Capsule networks (CapsNets) are a hot new neural net architecture
that may well have a profound impact on deep learning, in particular for
computer vision. Wait, isn't computer vision pretty much solved
already? Haven't we all seen fabulous examples of convolutional neural
networks (CNNs) reaching super-human level in various computer vision
tasks, such as classification, localization, object detection, semantic
segmentation or instance segmentation (see Figure 1)? Figure 1. Some
of the main computer vision tasks. Today, each of these tasks requires a
very different CNN architecture, for example ResNet for classification,
YOLO for object detection, Mask R-CNN for instance segmentation, and so
on. Image by Aurélien Géron.
Well, yes, we’ve seen fabulous CNNs, but:
They were trained on huge numbers of images (or they reused parts
of neural nets that had). CapsNets can generalize well using much less
training data.
CNNs don’t handle ambiguity very well. CapsNets do, so they can
perform well even on crowded scenes (although, they still struggle with
backgrounds right now).
CNNs lose plenty of information in the pooling layers. These layers
reduce the spatial resolution (see Figure 2), so their outputs are
invariant to small changes in the inputs. This is a problem when
detailed information must be preserved throughout the network, such as
in semantic segmentation. Today, this issue is addressed by building
complex architectures around CNNs to recover some of the lost
information. With CapsNets, detailed pose information (such as precise
object position, rotation, thickness, skew, size, and so on) is
preserved throughout the network, rather than lost and later recovered.
Small changes to the inputs result in small changes to the
outputs—information is preserved. This is called "equivariance." As a
result, CapsNets can use the same simple and consistent architecture
across different vision tasks.
Finally, CNNs require extra components to automatically identify
which object a part belongs to (e.g., this leg belongs to this sheep).
CapsNets give you the hierarchy of parts for free.
Figure 2. The
DeepLab2 pipeline for image segmentation, by Liang-Chieh Chen, et al.:
notice that the output of the CNN (top right) is very coarse, making it
necessary to add extra steps to recover some of the lost details. From
the paperDeepLab: Semantic Image Segmentation with Deep Convolutional Nets, Atrous Convolution, and Fully Connected CRFs, figure reproduced with the kind permission of the authors. See this great post by S. Chilamkurthy to see how diverse and complex the architectures for semantic segmentation can get.

Input records —

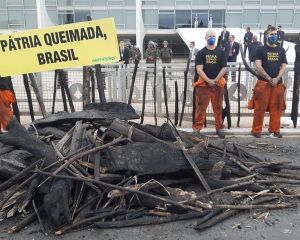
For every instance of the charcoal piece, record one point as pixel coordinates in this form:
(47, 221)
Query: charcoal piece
(164, 132)
(149, 158)
(94, 112)
(13, 162)
(46, 131)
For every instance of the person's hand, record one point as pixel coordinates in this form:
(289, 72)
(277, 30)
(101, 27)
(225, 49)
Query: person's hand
(211, 82)
(273, 81)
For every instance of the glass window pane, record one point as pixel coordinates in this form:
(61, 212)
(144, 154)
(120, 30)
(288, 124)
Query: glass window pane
(286, 2)
(99, 14)
(297, 20)
(102, 3)
(269, 2)
(150, 16)
(150, 3)
(233, 19)
(81, 15)
(115, 3)
(52, 13)
(130, 20)
(30, 4)
(118, 15)
(81, 2)
(2, 4)
(218, 17)
(184, 2)
(251, 16)
(166, 20)
(64, 2)
(65, 17)
(200, 2)
(3, 20)
(31, 21)
(267, 18)
(15, 16)
(50, 2)
(166, 2)
(183, 18)
(234, 2)
(129, 2)
(285, 16)
(14, 2)
(218, 2)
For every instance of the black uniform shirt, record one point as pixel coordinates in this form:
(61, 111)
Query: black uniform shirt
(4, 85)
(212, 60)
(272, 58)
(297, 60)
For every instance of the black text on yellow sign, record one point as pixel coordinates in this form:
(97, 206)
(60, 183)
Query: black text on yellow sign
(71, 45)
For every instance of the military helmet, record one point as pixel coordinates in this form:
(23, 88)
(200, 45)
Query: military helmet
(151, 43)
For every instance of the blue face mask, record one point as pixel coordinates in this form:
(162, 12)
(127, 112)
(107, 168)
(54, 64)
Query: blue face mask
(272, 39)
(211, 41)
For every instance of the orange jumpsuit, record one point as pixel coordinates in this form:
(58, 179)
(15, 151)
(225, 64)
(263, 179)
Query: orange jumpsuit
(267, 98)
(203, 95)
(6, 99)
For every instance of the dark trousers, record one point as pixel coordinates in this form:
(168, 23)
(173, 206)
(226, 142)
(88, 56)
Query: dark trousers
(245, 49)
(233, 74)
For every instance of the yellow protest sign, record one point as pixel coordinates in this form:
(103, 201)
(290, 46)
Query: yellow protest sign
(64, 46)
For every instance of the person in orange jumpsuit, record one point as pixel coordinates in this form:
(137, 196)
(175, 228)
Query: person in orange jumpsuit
(268, 93)
(209, 83)
(6, 99)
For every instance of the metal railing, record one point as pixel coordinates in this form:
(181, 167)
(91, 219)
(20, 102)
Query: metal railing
(118, 81)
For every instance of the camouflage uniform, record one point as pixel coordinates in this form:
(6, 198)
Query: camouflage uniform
(152, 53)
(165, 54)
(135, 54)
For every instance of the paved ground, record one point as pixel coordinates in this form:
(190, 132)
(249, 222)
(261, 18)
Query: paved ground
(280, 224)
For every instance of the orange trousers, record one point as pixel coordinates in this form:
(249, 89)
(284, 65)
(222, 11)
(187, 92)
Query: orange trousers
(267, 99)
(6, 99)
(203, 95)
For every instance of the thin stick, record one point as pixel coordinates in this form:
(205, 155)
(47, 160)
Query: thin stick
(154, 90)
(84, 179)
(83, 154)
(39, 218)
(245, 207)
(248, 193)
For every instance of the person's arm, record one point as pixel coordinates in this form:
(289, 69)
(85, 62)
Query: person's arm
(202, 74)
(261, 71)
(251, 37)
(237, 49)
(221, 74)
(274, 81)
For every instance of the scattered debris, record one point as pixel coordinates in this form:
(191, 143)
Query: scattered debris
(76, 170)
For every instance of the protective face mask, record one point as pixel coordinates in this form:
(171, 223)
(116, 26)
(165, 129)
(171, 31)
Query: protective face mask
(211, 41)
(272, 39)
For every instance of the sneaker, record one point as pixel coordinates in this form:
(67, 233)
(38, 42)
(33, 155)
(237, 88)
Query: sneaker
(256, 135)
(275, 135)
(221, 133)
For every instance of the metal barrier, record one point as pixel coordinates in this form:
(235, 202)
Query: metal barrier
(117, 86)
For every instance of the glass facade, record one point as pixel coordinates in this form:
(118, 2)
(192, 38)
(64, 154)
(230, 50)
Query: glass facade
(157, 14)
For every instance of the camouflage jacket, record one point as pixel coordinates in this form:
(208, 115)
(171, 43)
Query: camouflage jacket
(151, 55)
(165, 53)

Required task 1 —
Decide whether each statement below agrees with the capsule networks passage. Answer yes or no for each, and quote the deciding words of the passage.
(a) CapsNets still have difficulty with backgrounds.
(b) The pooling layers in CNNs increase spatial resolution.
(c) CapsNets provide the hierarchy of parts without extra components.
Required task 2 — List every line of the listing that contains the string "facade". Case counts.

Task answer 1 —
(a) Yes: "they still struggle with backgrounds right now"
(b) No: "These layers reduce the spatial resolution"
(c) Yes: "CapsNets give you the hierarchy of parts for free."

Task answer 2 —
For every instance of the glass facade, record one point as pixel coordinates in this form:
Query: glass facade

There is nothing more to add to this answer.